EXERCISE - Copy out the entries below with "photograph" changed to "image" everywhere it occurs and every other word left as it is. Do not include the pictures.

==========

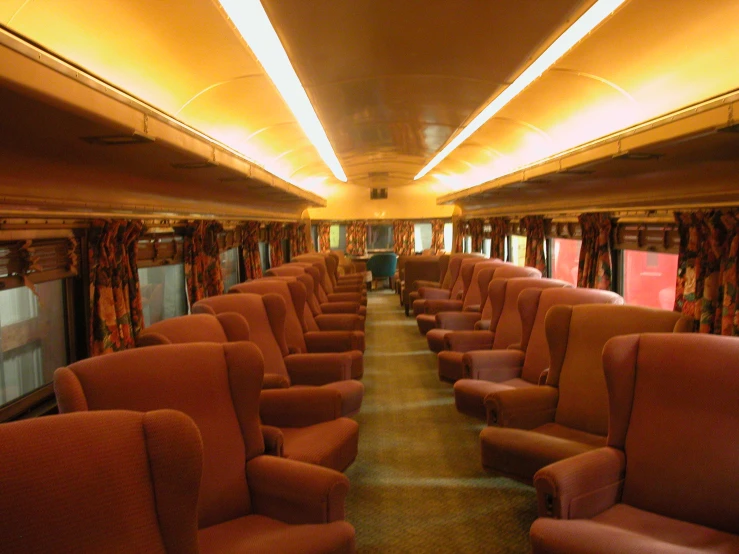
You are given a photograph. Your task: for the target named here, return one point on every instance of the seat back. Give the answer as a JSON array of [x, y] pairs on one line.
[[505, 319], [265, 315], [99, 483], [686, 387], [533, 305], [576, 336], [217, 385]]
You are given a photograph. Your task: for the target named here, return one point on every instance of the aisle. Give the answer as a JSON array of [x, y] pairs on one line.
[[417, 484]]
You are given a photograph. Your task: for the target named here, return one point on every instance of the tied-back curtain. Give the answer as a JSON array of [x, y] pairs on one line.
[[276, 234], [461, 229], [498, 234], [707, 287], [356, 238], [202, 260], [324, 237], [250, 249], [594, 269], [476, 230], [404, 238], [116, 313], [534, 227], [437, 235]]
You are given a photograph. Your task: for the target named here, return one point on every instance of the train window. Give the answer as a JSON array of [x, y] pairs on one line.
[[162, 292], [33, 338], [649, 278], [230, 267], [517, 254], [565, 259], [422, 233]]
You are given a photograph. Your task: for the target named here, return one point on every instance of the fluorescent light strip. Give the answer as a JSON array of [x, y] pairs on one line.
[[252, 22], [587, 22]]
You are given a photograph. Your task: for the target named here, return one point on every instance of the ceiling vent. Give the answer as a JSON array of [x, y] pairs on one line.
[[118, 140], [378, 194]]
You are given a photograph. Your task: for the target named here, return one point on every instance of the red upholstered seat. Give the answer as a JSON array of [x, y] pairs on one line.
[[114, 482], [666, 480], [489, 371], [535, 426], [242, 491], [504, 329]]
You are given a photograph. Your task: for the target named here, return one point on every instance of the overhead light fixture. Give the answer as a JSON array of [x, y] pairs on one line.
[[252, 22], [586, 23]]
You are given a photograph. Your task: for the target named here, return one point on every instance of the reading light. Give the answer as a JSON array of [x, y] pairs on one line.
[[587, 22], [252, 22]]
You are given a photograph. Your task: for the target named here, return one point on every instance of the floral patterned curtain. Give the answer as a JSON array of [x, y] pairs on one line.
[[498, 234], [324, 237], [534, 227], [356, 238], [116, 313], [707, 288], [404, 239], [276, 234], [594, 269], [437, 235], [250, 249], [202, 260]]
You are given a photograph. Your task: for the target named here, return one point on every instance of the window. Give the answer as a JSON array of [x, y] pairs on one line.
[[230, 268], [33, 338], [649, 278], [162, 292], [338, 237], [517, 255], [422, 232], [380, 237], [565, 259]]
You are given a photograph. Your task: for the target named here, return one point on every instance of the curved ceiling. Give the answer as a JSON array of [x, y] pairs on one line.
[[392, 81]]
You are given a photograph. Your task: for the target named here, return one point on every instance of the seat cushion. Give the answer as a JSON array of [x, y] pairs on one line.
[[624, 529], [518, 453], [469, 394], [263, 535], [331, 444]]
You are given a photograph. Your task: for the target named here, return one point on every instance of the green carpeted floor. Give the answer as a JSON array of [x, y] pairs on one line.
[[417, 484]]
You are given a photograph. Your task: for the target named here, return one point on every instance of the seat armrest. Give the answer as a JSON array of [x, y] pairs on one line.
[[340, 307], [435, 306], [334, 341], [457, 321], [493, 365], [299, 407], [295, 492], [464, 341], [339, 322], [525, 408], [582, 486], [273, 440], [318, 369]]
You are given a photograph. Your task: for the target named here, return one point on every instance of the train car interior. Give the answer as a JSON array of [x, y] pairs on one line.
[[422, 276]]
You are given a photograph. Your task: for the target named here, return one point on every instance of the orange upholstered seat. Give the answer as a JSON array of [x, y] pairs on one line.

==========

TASK ANSWER -
You are given a image. Your task: for the target named here, return one point on every instance of the seat back. Give the answer as a JSON array of [x, y] pairs on one line.
[[505, 319], [265, 315], [99, 483], [686, 387], [533, 305], [576, 336], [217, 385]]
You are given a image. Your task: for the target named here, return one point on every instance of the aisle. Give the answer as a JSON array of [x, y] pairs on one line.
[[417, 484]]
You are given a image. Your task: for the target named here, return one point on every instance of the tied-back curtain. Give the answer as a JSON array of [x, y] pairs on one line.
[[276, 234], [461, 229], [498, 234], [707, 287], [356, 238], [202, 260], [324, 237], [250, 249], [594, 269], [476, 230], [404, 238], [116, 313], [534, 227], [437, 235]]
You are given a image. Your task: for the target named here, return one point on every instance of the train window. Give the answer as a JSON array of [x, y] pairs on one line.
[[162, 292], [33, 338], [649, 278], [230, 267], [517, 254], [565, 259], [422, 233]]
You are given a image. Your task: for the target named here, return one point on every instance of the fluorescent light strip. Give the answer as a JSON array of [x, y] pairs on one line.
[[252, 22], [587, 22]]
You are given a image. Your task: for the target named here, return one point on every instance of the ceiling vent. Give the answer as a JSON array of [x, y] pairs on one line.
[[118, 140], [378, 194]]
You are given a image. Your task: for the target named here, return one point on every instance of the red upholstered seat. Give the answer as a JSON array of [x, y] pairs on one line.
[[114, 482], [666, 480], [489, 371], [535, 426], [242, 491], [504, 329]]
You are given a image. Your task: for the target named here, return one point on every instance of the overhead light fixture. Give the answer as a JSON array of [x, y] pairs on one line.
[[252, 22], [586, 23]]
You are given a image. Your task: for the target named here, return one point on every instance of the reading light. Give the answer as a JSON array of [x, y] pairs on one line.
[[587, 22], [252, 22]]
You are given a image. Your task: for the target named here, return one point on every instance of the floral patterned curtain. Give the answer as a JSON array of [x, y] pairs on one line.
[[498, 234], [324, 237], [534, 227], [356, 238], [116, 313], [707, 288], [404, 239], [276, 234], [594, 269], [437, 235], [250, 249], [202, 260]]
You are given a image. Your task: for the target named here, return one point on every instance of the window. Give the answer as a JSON array of [x, y] pairs on one line.
[[230, 268], [33, 338], [649, 278], [162, 292], [338, 237], [517, 255], [422, 232], [380, 237], [565, 259]]
You are given a image. Your task: for the target named here, return one point on every instance of the curved ceiling. Give the answer as a JSON array of [x, y] pairs on one line.
[[392, 81]]
You are given a image. Your task: for the target named here, return one point on every instance of the seat cushion. Give the answer as a JSON array of [x, y] pairs on one line.
[[624, 529], [518, 453], [469, 394], [263, 535], [331, 444]]
You are given a image. Your task: for the target named here, return one point on every instance of the green carpeted floor. Give the answer as a JSON array of [x, y] pairs on one line.
[[417, 484]]
You are given a image. Your task: for the target named here, return one point on every instance of the seat armrest. Give the answer as a JSON array of [x, y] pairs on one line.
[[340, 307], [435, 306], [334, 341], [457, 321], [493, 365], [299, 407], [295, 492], [464, 341], [339, 322], [525, 408], [582, 486], [273, 440], [318, 369]]
You are given a image. Your task: for the target named here, return one point on every instance of the train car interior. Give the answer as a JSON array of [x, y] pairs on one line.
[[422, 276]]
You are given a image. Your task: for the target named here, return one point on every instance of the orange upholstered seat. Give the answer as a JSON array of [x, y] pairs on one line.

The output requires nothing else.